■ To-do list
(1) Using the Xiaomi YI camera review, answer these:
(a) Which company does the review call the industry leader in action cameras?
(b) How does the review describe the camera's box?
(c) What maximum shooting resolution and frame rate are listed?
(2) In the Xiaomi YI camera review, reproduce word for word everything from "As far as the" down to "in this review.".

■ Excerpt provided
## Begin
Xiaomi YI Action Sports Camera Review

by Linus 12

It seems that sports/action camera’s department is kind of occupied by the industry leader GoPro, which has been in the business for quite a while. However, the Chinese companies do not stay silent and some of them think that action cameras category is the way to go. One the companies is the Xiaomi’s sub-brand YI, which has something interesting to offer.

In case you want to check out the Xiaomi YI camera in action, we have also made a full video review:



As far as the packaging goes, it is a plain minimalistic box. Besides the YI logo on the front, there are some main specs of the device. Since the product is mainly designed for the Chinese market for now, the specs are written in Chinese. Still, some of the international terminology is used. The main features include the Sony’s 16mp CMOS sensor, f/2.8 aperture lens with 155 degrees point of view, the maximum shooting resolution at 1080p and 60fps. Other features will be detailed later in this review.
## End
■ Given material
## Begin
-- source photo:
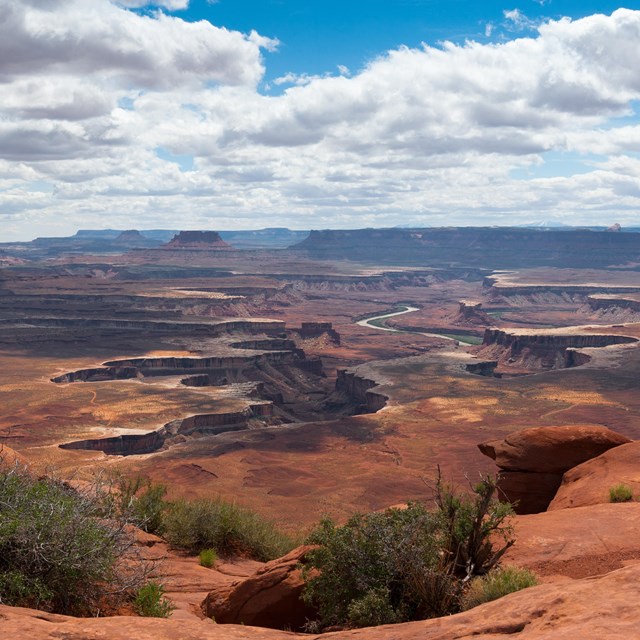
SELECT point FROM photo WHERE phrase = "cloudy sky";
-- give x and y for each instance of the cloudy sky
## End
■ Answers for the tasks
(1)
(a) GoPro
(b) A plain minimalistic box
(c) 1080p at 60fps

(2)
As far as the packaging goes, it is a plain minimalistic box. Besides the YI logo on the front, there are some main specs of the device. Since the product is mainly designed for the Chinese market for now, the specs are written in Chinese. Still, some of the international terminology is used. The main features include the Sony’s 16mp CMOS sensor, f/2.8 aperture lens with 155 degrees point of view, the maximum shooting resolution at 1080p and 60fps. Other features will be detailed later in this review.